▶ [What you need to do]:
Copy all the entries below exactly, but not the pictures.

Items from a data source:
----------------------------------------
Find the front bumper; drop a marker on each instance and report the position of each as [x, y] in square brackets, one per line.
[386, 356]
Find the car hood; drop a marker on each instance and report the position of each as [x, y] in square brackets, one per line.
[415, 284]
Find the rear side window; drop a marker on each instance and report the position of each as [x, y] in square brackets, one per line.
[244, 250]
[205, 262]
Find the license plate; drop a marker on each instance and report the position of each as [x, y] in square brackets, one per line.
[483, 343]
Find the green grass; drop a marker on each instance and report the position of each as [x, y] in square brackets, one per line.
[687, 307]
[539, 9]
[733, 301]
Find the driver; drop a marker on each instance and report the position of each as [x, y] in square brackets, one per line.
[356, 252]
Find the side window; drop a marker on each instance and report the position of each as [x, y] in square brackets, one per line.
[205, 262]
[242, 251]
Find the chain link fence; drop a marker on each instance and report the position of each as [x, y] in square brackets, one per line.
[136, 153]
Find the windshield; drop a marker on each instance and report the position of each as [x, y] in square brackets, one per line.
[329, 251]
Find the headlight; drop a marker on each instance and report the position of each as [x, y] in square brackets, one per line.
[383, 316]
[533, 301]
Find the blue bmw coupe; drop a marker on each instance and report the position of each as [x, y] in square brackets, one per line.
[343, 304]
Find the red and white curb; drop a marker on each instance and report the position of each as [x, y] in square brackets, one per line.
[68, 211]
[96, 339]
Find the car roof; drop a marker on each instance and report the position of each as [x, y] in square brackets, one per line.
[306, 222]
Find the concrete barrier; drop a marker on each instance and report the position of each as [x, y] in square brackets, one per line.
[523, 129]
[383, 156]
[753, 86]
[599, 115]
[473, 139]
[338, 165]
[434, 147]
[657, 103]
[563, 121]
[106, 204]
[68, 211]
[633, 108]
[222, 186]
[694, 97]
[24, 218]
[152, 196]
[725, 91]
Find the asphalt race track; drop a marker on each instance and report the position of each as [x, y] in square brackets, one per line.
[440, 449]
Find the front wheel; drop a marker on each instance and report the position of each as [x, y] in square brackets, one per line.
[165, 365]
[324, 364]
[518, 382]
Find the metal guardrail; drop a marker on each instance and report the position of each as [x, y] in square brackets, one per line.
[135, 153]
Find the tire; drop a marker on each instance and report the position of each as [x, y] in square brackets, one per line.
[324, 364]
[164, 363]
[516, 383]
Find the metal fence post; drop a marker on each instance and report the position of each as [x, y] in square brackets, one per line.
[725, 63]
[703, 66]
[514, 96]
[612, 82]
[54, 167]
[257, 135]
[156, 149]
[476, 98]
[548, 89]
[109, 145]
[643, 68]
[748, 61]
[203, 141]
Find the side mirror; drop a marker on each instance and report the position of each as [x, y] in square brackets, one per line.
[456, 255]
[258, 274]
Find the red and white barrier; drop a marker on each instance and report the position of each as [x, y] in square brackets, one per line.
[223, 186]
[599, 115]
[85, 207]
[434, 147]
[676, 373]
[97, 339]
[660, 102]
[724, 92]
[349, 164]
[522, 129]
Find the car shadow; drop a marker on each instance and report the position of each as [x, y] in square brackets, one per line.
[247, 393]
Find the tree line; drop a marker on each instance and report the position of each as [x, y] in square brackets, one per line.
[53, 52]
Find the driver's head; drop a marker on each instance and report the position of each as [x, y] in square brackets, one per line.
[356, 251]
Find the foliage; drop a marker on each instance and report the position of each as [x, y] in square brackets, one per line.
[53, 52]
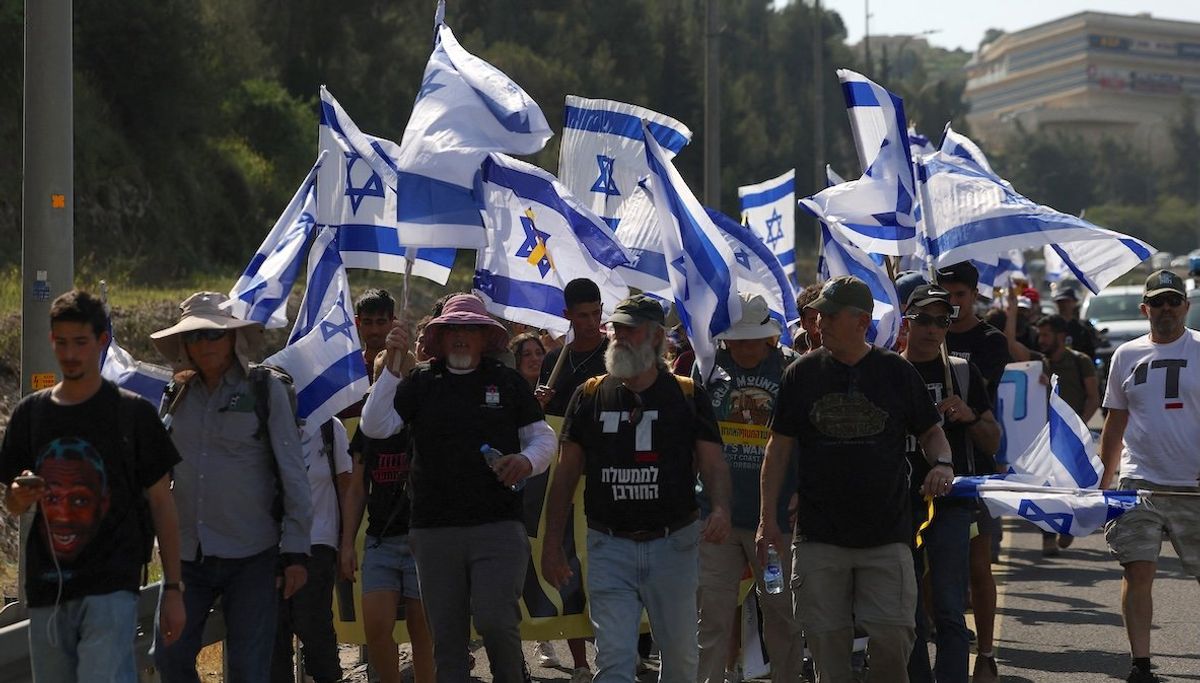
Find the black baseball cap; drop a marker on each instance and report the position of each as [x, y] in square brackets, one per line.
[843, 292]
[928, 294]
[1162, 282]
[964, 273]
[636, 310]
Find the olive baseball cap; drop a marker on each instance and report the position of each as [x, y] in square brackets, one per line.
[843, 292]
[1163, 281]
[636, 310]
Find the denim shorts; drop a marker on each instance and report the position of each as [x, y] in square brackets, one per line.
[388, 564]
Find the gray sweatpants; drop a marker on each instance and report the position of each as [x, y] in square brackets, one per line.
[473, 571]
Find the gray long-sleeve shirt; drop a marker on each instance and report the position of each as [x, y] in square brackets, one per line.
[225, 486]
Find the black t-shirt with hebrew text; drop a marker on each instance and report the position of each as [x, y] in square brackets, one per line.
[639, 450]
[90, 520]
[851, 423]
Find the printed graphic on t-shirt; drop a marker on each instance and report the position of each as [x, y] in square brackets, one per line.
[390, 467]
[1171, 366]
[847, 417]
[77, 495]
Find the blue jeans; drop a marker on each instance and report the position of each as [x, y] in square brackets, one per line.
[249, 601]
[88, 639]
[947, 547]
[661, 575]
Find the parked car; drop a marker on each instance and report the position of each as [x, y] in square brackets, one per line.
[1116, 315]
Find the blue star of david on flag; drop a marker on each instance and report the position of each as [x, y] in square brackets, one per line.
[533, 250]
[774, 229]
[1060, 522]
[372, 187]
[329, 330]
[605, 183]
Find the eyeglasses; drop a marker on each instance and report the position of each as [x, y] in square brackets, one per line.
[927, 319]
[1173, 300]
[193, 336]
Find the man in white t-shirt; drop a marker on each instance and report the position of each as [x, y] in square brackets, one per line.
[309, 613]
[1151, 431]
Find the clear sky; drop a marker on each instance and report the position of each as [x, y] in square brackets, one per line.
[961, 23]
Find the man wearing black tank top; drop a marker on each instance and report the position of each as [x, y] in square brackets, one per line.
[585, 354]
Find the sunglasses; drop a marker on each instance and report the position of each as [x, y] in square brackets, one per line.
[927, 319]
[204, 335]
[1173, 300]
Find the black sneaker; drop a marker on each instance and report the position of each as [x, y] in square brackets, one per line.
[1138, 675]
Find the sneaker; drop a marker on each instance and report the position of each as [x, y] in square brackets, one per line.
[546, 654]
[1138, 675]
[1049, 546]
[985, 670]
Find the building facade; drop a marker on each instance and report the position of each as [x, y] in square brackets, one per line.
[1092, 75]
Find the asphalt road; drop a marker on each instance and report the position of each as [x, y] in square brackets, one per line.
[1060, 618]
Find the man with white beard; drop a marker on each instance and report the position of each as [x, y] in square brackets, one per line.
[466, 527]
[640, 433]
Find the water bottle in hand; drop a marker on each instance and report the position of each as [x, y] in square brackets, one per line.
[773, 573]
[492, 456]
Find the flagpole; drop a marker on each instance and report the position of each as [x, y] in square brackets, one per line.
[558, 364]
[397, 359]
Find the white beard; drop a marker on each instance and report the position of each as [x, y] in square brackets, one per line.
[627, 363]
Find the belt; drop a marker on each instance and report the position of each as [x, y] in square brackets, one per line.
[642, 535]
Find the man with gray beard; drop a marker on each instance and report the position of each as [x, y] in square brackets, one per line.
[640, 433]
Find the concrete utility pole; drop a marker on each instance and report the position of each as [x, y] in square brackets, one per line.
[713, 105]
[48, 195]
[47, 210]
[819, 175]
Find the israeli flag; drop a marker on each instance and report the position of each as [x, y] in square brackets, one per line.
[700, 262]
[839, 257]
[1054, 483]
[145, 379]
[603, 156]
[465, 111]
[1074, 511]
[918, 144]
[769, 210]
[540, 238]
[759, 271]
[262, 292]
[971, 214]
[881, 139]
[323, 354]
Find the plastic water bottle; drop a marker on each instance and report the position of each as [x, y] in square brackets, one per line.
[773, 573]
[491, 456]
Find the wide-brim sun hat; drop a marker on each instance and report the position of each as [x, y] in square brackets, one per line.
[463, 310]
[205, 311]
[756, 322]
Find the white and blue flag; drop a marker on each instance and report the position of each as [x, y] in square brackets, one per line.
----------------------------------------
▶ [Reply]:
Find the front bumper; drop a marker on each instance and report the position of each as [x, y] in square brackets, one per line.
[386, 356]
Find the car hood; drop a marker on each instance and report the position of each as [x, y] in square brackets, one per line.
[415, 284]
Find the rear side window; drop a marker on each instance and report the position of each as [x, y] in square brackets, one per line.
[244, 250]
[205, 262]
Find the license plate; drop a marker on each instance and report the position of each as [x, y] in square brackets, one per line.
[483, 343]
Find the green grass; drop a marker on each instance and report the position of each as [x, y] in square brackets, one per line.
[687, 307]
[539, 9]
[733, 301]
Find the driver; drop a marker on each instance and report the position of each as [x, y] in square brackets, one per line.
[356, 252]
Find the side window; drop a marker on each instance and report the position of each as [x, y] in square brackets, one per line.
[205, 262]
[242, 251]
Find the chain link fence; drop a marker on each instance and report the position of each as [x, y] in square brackets, one per line.
[136, 153]
Find the windshield; drop a marker on each instance and report the position of each as [x, y] in square brackets, one per line.
[329, 251]
Find the headlight; drop a marker on each instance and report the position of each as [x, y] in square brackets, one per line.
[383, 316]
[533, 301]
Find the blue bmw coupe; drop a marker on each instance and report the position of each as [x, y] in square brackets, one per line.
[343, 304]
Find the red and white curb; drop a marker on each instance and report the position of each as [x, y] in square brackets, one per line.
[68, 211]
[96, 339]
Find the car roof; drop a marker on each instance and report the position of each as [x, y] in square brackets, one per line.
[306, 222]
Find the concrete barrier; drop a marker on each instance and report the position of each as [x, y] in square brackets, one per line.
[523, 129]
[383, 156]
[753, 86]
[599, 115]
[473, 139]
[338, 165]
[434, 147]
[657, 103]
[563, 121]
[106, 204]
[68, 211]
[633, 108]
[222, 186]
[694, 97]
[24, 218]
[152, 196]
[725, 91]
Find the asphalt race track; drop a marker on each instance and report the position of each as [x, y] in square brackets, one per line.
[440, 449]
Find the front wheel; drop a marker on each instance and report the position of each as [x, y] in square brackets, one per line.
[165, 365]
[324, 364]
[518, 382]
Find the metal guardrail; drop a marker on each instance and report the position of each as [x, y] in square brackets, one per line.
[135, 153]
Find the tire; drop a marker on each instance and report the position of each as [x, y] in square brackets, one per line.
[324, 364]
[164, 363]
[516, 383]
Find the metal fence post; drop a marker on each instance and report the position of each as [x, y] in square brackets, one per line.
[725, 63]
[703, 66]
[514, 96]
[612, 82]
[54, 167]
[257, 135]
[156, 149]
[476, 98]
[548, 89]
[109, 145]
[643, 68]
[748, 61]
[203, 141]
Find the side mirror; drop a marker on each instance and report the position of each as [x, y] in square brackets, one per line.
[456, 255]
[258, 274]
Find the red and white barrier; drop a marker on each instance and report the position of each as [x, y] in square brackets, one per line.
[223, 186]
[599, 115]
[85, 207]
[434, 147]
[676, 373]
[97, 339]
[660, 102]
[724, 92]
[349, 164]
[522, 129]
Find the car shadow; drop a marker on each instance and report the position of each as [x, y] in square brackets, one per line.
[247, 393]
Find the tree line; drop a marker on each instance and report the position of each as [x, y] in square brackets, one per line.
[53, 52]
Find the driver's head; drop a marker on each instance and report the position of each as [x, y] in square brackets, one per line.
[356, 251]
Find the foliage; drop a marker on each instance and report the position of each as [x, y] in square brackets, one per line.
[53, 52]
Find the black baseball cap; drop a marker on each instance and report the position of each as [x, y] in square brackets, one per line.
[843, 292]
[928, 294]
[1162, 282]
[964, 273]
[636, 310]
Find the olive baseball cap; drop a marker on each instance and report the position of each as [x, y] in square brackets, one per line.
[843, 292]
[1163, 281]
[636, 310]
Find the denim shorts; drop a marker on each instance and report the position of each as [x, y] in square brackets, one per line.
[388, 564]
Find the gray sweatpants; drop a marker on each instance and report the position of each as [x, y] in square brackets, one per line.
[473, 571]
Find the gray long-sleeve shirt; drop a marker on each instance and report the position of each as [x, y] in square brackets, one per line.
[225, 486]
Find the black t-shirt with hebrew text; drop a marker on each instance and report the position of each as [x, y] in square brackets, one per line.
[639, 450]
[90, 520]
[851, 423]
Find the printed graphic on t-shirt; drop a marker on each instance and report the position of each as [x, y] in square brackets, one per line.
[390, 467]
[1171, 366]
[847, 417]
[77, 495]
Find the blue jeans; drop a marker on each instance and report the position of each as [x, y] in square brackets, one per line.
[249, 601]
[88, 639]
[947, 547]
[661, 575]
Find the parked car; drop a marker on each instance and report the position of each as [x, y] in square brackets, one per line.
[1116, 315]
Find the blue star of david on flag; drop a marker on each instance and report the position of each as [x, y] in square brackets, one per line.
[533, 250]
[774, 229]
[1060, 522]
[372, 187]
[329, 330]
[605, 183]
Find the eyeglasses; drop a marker on each instance and report the position of each as [x, y] in square brackets, one per line.
[927, 319]
[1173, 300]
[193, 336]
Find the man in white t-shirt; drop a marker on each instance and report the position of each as [x, y] in square brackets, one per line.
[309, 613]
[1151, 431]
Find the clear sky; drop a marker on each instance and report the position of each as [x, y] in square brackets, one per line.
[961, 23]
Find the man wearing black tank top; drop a marker on each instance and report the position of each as [x, y] in square brackets, one per line.
[585, 354]
Find the sunglasses; drop a marker on each instance and report the position of each as [x, y] in square brackets, one per line.
[927, 319]
[204, 335]
[1173, 300]
Find the black sneaker; drop a marker on each instance and report the position of each as [x, y] in square brackets, one per line.
[1138, 675]
Find the sneaker; drop a marker on each instance and report the position of each as [x, y] in square brackets, one per line.
[546, 654]
[1138, 675]
[1049, 546]
[985, 670]
Find the building facade; drop a marker on each instance and report the position of each as [x, y] in square brackets, one per line.
[1092, 75]
Find the asphalt road; drop a marker on each instance and report the position of each as [x, y] in square brackets, one per line.
[1060, 618]
Find the man with white beard; drop a marker on each instance and report the position of each as [x, y] in square brackets, one per line.
[466, 527]
[640, 433]
Find the water bottle in hand; drop a marker on each instance and report the position of each as [x, y] in square brackets, one per line.
[773, 573]
[492, 456]
Find the flagpole; drop a marker on each instance and report the position of each as [x, y] in square brackets, one per line.
[558, 364]
[397, 359]
Find the white beard; drop a marker on each instance and report the position of each as [x, y] in square brackets, one per line.
[627, 363]
Find the belt; drop a marker on each instance and report the position of each as [x, y] in square brackets, one per line.
[642, 535]
Find the man with gray beard; drop a marker on each instance and report the position of each as [x, y] in square brackets, one per line.
[640, 433]
Find the concrete utility pole; drop a marker on each instance and report the position of each as [x, y] in square brackets, one per line.
[713, 105]
[48, 195]
[47, 210]
[819, 175]
Find the israeli flag; drop a marker on each instance and report the position of each as [x, y] in square brackets, one per line.
[700, 262]
[839, 257]
[1054, 483]
[145, 379]
[603, 156]
[465, 111]
[1074, 511]
[918, 144]
[769, 210]
[540, 238]
[759, 271]
[262, 292]
[971, 214]
[881, 139]
[323, 354]
Find the plastic water bottle; drop a marker on each instance and report the position of each as [x, y] in square brackets, one per line.
[773, 573]
[491, 456]
Find the wide-brim sun hat; drop a marker on each instance and report the position of each as [x, y] in square brackets, one per line.
[463, 310]
[205, 311]
[756, 322]
Find the white and blue flag; drop a marker on each instance and report the position of each as [x, y] in square brackets, one per line.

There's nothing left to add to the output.